▶ CONSEGNA
Trascrivi dal brano sulle elezioni comunali di Rimini la parte che comincia con "Jamil Sadegholvaad, l’assessore" e prosegue fino a "4,1 per cento.", senza cambiare nulla.

▶ BRANO ESTRATTO
Jamil Sadegholvaad, l’assessore dal nome strano, l’erede designato del decennio di amministrazione Gnassi, è il nuovo sindaco di Rimini. Lo è diventato ieri sera con il 51,32 per cento dei voti. Non c’è stato bisogno di ballottaggio. Alle sue spalle, a quasi venti punti di distanza, ha lasciato Enzo Ceccarelli, il candidato del centrodestra, che è andato incontro ad una vera e propria debacle: si è fermato al 32,94 per cento. Gloria Lisi, l’ex vice sindaco che ha voluto correre da sola, non ha raggiunto lo sperato risultato a due cifre: solo l’8,93 per cento. Era sostenuta dal Movimento 5 Stelle, che ha conquistato un misero 2,45 per cento. È andata molto meglio a Matteo Angelini, candidato del movimento 3V, ovvero i no vax, che entra in consiglio comunale spinto da un clamoroso 4,1 per cento.
Questa la sintesi della giornata elettorale di Rimini. Volendo entrare nel dettaglio dell’analisi, non si può non rilevare la bassa affluenza (55,5): quasi un elettore su due ha preferito rimanere a casa. Su questa disaffezione al voto, che inaspettatamente colpisce anche le elezioni locali, ci sarà molto da riflettere per le forze politiche. A dispetto di una certa retorica (“non ci fanno votare”), al momento decisivo un cittadino su due ha rinunciato al proprio diritto. Più che il bene comune sembra abbia prevalso una mentalità individualistica. Del resto il successo dei no vax va in questa direzione: una scelta di vita particolare che diventa partito politico. Se gli elettori sono rimasti a casa, evidentemente l’offerta politica non era di qualità tale da indurli ad andare al seggio. È un’assenza che colpisce soprattutto l’area di centrodestra che più di altre doveva essere motivata per dare il proprio contributo. Gli elettori di centrosinistra, per tradizione, sono più fedeli al dovere elettorale. Sulla scarsa affluenza è lecito immaginare che possa avere influito anche lo spettacolo indecoroso offerto dal centrosinistra (lotta interna al Pd per il candidato) e dal centrodestra (incapacità a trovare un candidato degno di questo nome) nei sei mesi precedenti al voto.
Sul successo di Jadegholvaad c’è poco da dire. Evidentemente alla maggioranza degli elettori è piaciuta la città che ha lasciato il sindaco Andrea Gnassi ed ha voluto premiare il candidato che si è presentato come l’alfiere della continuità. È andato bene il candidato sindaco, ma sono andate benissimo anche le liste che lo sostenevano. Il Pd, nonostante abbia ceduto voti alle liste civiche di centrosinistra, resta oltre il 26 per cento. La Lista Jamil, quella fortemente sponsorizzata da Gnassi, raggiunge quasi il 17 per cento, andando oltre di quattro punti al Patto Civico del 2016.

▶ VOCI DEL DATASET
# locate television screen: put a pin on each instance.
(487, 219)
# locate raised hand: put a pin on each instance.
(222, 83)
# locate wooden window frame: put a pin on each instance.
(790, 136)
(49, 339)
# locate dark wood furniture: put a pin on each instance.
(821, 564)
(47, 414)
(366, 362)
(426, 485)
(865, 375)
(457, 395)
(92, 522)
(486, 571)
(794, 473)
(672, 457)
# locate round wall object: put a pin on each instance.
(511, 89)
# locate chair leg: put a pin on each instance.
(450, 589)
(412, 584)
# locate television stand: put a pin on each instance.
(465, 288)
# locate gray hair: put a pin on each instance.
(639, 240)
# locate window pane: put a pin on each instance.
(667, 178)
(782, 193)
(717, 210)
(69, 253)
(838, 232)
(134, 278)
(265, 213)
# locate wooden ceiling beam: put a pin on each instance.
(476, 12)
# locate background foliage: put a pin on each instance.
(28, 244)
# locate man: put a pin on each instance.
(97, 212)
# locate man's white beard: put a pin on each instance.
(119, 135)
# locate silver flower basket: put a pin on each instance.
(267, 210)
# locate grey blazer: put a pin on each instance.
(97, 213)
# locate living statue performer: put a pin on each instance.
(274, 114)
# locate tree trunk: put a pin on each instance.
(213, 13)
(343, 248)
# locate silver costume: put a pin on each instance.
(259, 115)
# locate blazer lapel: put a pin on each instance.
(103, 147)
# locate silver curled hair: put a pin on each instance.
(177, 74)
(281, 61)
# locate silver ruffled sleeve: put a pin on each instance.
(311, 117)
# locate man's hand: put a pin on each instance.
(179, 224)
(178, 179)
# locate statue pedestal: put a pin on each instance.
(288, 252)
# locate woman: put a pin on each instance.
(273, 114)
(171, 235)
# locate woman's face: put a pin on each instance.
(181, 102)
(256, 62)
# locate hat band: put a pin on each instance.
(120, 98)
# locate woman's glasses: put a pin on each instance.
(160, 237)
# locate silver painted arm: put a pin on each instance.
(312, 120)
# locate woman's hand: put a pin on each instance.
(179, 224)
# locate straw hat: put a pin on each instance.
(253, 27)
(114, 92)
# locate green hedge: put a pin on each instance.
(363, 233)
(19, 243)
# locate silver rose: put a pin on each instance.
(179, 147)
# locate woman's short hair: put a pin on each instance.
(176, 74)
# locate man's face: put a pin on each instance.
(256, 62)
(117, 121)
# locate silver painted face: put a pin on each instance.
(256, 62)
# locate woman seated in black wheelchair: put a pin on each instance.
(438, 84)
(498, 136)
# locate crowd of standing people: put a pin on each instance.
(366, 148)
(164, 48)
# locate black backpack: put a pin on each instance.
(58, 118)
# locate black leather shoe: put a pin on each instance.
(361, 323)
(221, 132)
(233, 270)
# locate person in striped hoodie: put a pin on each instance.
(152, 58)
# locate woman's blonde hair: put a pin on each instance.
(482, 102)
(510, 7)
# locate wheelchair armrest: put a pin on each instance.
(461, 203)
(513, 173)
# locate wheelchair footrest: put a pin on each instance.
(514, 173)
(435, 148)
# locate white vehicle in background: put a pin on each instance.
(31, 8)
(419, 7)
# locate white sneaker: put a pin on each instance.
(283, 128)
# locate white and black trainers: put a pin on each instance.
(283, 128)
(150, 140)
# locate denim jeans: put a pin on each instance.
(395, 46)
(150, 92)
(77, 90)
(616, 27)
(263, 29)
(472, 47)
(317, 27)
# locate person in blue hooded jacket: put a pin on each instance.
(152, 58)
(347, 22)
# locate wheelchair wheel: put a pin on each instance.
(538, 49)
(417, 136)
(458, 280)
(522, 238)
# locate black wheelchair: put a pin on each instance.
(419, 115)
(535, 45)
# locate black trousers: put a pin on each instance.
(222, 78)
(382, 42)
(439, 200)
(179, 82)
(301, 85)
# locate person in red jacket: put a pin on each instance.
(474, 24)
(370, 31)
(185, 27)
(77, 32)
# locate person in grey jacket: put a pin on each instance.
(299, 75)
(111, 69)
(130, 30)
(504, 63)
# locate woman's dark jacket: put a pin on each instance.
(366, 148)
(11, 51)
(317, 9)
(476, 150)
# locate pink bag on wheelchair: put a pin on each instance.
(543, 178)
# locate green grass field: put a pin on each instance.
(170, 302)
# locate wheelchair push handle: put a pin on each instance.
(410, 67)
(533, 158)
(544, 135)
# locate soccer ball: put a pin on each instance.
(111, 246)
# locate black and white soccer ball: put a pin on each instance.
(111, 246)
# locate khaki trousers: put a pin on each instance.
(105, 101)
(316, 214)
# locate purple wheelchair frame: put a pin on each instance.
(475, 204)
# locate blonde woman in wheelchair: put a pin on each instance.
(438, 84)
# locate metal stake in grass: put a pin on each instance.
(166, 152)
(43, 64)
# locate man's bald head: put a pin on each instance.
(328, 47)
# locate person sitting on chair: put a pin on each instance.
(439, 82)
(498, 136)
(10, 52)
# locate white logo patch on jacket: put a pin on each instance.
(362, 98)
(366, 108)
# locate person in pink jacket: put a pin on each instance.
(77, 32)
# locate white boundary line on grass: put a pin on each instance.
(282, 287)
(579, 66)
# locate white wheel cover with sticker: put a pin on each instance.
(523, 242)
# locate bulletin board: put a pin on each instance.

==

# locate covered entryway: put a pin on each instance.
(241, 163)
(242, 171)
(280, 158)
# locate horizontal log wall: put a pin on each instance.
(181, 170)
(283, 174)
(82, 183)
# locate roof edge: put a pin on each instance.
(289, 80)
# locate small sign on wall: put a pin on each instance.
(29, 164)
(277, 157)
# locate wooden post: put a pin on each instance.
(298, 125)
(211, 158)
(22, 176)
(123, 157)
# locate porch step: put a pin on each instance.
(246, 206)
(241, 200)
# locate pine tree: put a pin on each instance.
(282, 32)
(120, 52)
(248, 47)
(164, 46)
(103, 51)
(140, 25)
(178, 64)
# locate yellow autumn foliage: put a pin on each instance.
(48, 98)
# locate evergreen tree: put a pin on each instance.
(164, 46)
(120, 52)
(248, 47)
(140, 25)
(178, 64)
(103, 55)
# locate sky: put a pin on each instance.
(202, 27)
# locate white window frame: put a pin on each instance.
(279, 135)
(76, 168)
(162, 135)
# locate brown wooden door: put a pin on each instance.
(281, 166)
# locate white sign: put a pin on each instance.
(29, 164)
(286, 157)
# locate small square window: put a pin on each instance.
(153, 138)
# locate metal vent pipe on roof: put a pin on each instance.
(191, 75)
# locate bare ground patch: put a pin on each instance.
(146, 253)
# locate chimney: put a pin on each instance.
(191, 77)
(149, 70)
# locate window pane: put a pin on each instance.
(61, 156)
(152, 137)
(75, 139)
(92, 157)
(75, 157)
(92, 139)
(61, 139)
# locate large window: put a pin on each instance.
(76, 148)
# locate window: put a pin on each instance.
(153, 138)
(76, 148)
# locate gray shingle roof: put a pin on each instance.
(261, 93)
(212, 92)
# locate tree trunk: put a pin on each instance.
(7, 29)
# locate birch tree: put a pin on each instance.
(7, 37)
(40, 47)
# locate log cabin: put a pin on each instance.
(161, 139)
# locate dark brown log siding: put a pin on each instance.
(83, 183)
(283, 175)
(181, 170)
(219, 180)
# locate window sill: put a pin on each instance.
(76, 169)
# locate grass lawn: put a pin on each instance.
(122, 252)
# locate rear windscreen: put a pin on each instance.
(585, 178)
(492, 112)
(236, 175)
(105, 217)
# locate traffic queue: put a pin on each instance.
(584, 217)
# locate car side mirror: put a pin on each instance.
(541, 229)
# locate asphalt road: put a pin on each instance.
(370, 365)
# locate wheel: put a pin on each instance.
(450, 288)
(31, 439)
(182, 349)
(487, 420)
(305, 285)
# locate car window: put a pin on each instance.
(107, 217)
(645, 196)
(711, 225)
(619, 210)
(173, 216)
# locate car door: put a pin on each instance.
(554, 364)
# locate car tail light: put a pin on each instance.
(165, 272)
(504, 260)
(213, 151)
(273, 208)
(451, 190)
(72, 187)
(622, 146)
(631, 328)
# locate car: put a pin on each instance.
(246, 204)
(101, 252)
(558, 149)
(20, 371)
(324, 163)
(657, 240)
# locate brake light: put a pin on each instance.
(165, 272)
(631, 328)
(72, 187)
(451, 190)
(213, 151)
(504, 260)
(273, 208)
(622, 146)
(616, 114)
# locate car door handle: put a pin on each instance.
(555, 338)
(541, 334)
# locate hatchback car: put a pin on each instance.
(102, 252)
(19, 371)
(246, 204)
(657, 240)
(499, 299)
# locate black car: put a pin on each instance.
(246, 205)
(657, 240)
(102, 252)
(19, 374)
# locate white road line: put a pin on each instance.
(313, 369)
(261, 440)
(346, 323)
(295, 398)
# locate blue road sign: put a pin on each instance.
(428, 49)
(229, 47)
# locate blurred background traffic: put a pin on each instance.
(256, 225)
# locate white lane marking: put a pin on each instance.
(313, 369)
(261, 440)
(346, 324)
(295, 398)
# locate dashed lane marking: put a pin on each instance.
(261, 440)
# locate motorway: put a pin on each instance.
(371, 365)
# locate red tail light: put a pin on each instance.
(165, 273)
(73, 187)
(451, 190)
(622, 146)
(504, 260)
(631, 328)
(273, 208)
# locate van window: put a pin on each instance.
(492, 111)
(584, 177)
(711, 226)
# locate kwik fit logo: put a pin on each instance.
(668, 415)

▶ COMPITO SVOLTO
Jamil Sadegholvaad, l’assessore dal nome strano, l’erede designato del decennio di amministrazione Gnassi, è il nuovo sindaco di Rimini. Lo è diventato ieri sera con il 51,32 per cento dei voti. Non c’è stato bisogno di ballottaggio. Alle sue spalle, a quasi venti punti di distanza, ha lasciato Enzo Ceccarelli, il candidato del centrodestra, che è andato incontro ad una vera e propria debacle: si è fermato al 32,94 per cento. Gloria Lisi, l’ex vice sindaco che ha voluto correre da sola, non ha raggiunto lo sperato risultato a due cifre: solo l’8,93 per cento. Era sostenuta dal Movimento 5 Stelle, che ha conquistato un misero 2,45 per cento. È andata molto meglio a Matteo Angelini, candidato del movimento 3V, ovvero i no vax, che entra in consiglio comunale spinto da un clamoroso 4,1 per cento.